§ **Work order**
Each line from the one containing "Can you find the potato" through the last line of the records below is to be repeated as written, with nothing added.

Stored data:
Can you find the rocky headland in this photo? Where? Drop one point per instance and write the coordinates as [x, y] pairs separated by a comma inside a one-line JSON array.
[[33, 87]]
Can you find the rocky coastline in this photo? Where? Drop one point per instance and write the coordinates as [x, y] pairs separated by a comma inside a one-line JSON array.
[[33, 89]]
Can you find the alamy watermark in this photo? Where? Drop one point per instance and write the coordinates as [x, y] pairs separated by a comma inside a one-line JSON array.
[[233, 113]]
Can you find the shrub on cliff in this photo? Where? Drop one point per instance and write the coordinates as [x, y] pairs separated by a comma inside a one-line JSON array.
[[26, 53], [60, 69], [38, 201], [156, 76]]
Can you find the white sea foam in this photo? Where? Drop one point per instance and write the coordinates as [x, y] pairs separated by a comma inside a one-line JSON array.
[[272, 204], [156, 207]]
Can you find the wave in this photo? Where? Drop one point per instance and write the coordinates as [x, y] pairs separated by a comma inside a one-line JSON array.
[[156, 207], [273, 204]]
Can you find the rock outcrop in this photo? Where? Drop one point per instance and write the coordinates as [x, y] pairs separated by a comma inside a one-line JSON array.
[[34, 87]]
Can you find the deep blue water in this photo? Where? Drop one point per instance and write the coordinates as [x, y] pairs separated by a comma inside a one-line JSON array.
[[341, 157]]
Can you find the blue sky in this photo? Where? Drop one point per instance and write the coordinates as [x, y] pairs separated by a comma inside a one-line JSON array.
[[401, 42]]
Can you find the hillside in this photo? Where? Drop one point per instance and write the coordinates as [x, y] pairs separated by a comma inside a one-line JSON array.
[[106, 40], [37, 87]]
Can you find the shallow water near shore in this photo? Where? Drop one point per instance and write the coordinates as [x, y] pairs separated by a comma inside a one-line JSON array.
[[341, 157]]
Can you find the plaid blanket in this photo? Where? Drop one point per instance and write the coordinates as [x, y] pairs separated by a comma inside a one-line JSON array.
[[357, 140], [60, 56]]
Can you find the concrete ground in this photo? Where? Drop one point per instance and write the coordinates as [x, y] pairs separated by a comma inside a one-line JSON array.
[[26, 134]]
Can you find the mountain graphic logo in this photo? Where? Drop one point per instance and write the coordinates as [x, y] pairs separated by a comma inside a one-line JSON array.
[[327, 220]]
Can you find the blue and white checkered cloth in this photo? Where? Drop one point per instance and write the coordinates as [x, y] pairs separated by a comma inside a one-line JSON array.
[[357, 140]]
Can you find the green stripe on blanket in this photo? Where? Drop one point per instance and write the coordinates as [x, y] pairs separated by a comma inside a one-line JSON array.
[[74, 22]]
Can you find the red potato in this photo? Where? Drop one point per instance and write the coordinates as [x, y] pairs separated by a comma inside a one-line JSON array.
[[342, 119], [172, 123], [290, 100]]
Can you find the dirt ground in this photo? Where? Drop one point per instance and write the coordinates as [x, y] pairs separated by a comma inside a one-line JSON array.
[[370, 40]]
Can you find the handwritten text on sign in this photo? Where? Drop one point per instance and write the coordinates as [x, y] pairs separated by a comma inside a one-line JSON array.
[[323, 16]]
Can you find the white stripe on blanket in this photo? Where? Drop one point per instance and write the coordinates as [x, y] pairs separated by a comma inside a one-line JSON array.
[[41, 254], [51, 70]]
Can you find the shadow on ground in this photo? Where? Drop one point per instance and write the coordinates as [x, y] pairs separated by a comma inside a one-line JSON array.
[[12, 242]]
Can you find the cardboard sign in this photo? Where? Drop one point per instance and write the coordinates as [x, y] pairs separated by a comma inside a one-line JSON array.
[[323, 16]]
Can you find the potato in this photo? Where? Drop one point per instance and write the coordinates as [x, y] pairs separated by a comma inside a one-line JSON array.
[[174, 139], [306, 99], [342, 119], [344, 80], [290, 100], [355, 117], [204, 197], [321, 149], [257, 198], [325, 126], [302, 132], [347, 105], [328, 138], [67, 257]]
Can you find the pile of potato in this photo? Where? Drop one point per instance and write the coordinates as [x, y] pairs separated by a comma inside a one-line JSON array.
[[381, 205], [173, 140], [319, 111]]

§ **Answer to the problem**
Can you find the potato in this photo? Where? Drop one point per instance and write the coordinates as [x, y] pairs separated by a comma inside a one-line JSON array.
[[174, 139], [306, 99], [342, 119], [344, 80], [290, 100], [355, 117], [204, 197], [321, 149], [257, 198], [325, 126], [302, 132], [347, 105], [328, 138], [67, 257]]
Can you find the pile of potato in this photo? Where? Drop one point per instance and write the coordinates as [x, y] pairs separated by a comma inside a one-line JSON array.
[[381, 205], [173, 140], [319, 111]]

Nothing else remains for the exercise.